* Dataset *

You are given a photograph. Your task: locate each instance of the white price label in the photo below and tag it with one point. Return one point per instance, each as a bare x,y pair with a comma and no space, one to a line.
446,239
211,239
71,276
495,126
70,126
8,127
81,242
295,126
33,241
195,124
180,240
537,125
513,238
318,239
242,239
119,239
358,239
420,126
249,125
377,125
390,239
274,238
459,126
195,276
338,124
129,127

* Work instructions *
Every entry must be quoted exactly as it appears above.

* Answer space *
You are given a photograph. Your task: locate each instance of the white price label in the photo below and tag it with one point. Return one point per instance, each as a bare x,y pair with a comma and no space, one to a line.
446,239
211,239
71,276
495,126
70,126
8,127
81,242
295,126
33,241
195,124
180,240
537,125
513,238
318,239
242,239
119,239
358,239
420,126
249,125
377,125
390,239
274,238
459,126
195,276
338,124
129,127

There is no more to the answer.